== PROVIDED DATA ==

>>

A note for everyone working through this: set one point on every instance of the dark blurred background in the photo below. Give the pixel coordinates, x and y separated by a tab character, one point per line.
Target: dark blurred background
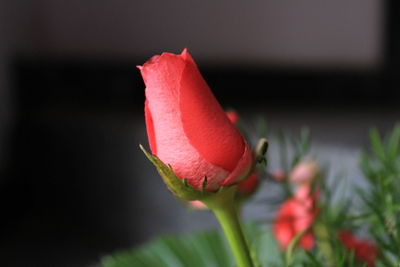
74	185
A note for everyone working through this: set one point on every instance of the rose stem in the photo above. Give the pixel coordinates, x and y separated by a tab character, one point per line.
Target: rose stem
224	209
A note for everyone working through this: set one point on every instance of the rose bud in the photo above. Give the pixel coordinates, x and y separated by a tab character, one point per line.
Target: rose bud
197	205
295	216
187	128
363	250
278	175
304	172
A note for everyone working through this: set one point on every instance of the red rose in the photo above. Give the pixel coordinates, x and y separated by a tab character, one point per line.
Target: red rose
248	186
294	216
363	250
186	126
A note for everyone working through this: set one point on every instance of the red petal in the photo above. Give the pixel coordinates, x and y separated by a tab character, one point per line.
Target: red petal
150	128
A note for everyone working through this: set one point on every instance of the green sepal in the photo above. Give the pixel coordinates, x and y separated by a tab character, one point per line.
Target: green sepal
179	187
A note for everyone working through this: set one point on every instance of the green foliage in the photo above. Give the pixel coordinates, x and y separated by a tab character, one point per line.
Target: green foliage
381	167
207	248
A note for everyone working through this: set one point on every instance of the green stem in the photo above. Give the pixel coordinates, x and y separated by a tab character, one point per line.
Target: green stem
224	209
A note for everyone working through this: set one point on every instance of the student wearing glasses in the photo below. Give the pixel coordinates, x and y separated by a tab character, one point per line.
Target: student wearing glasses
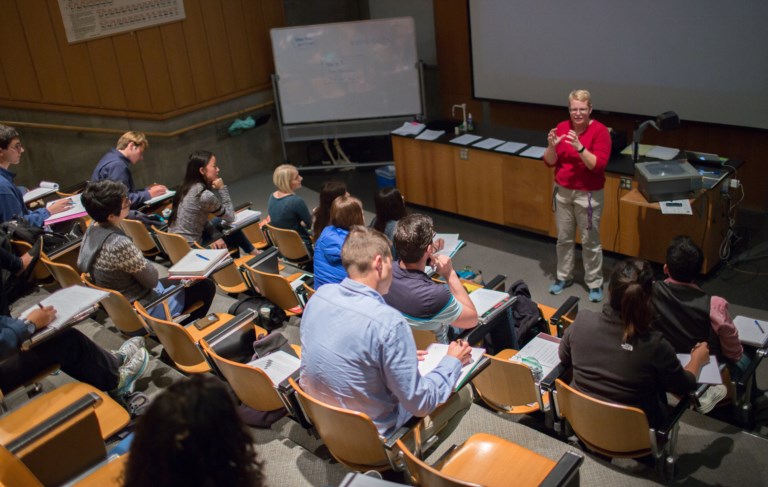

<<

== TASK GOAL ==
From the listing, copy each line containing the word "student".

== OUTPUT FOR THIS EXERCISE ==
A note for everyone working through this: set one point on every instance of the student wearing glasses in the photo below. Give the pixel coordinates, x and y separated by a tab character, one point per line.
Target: student wearing glasses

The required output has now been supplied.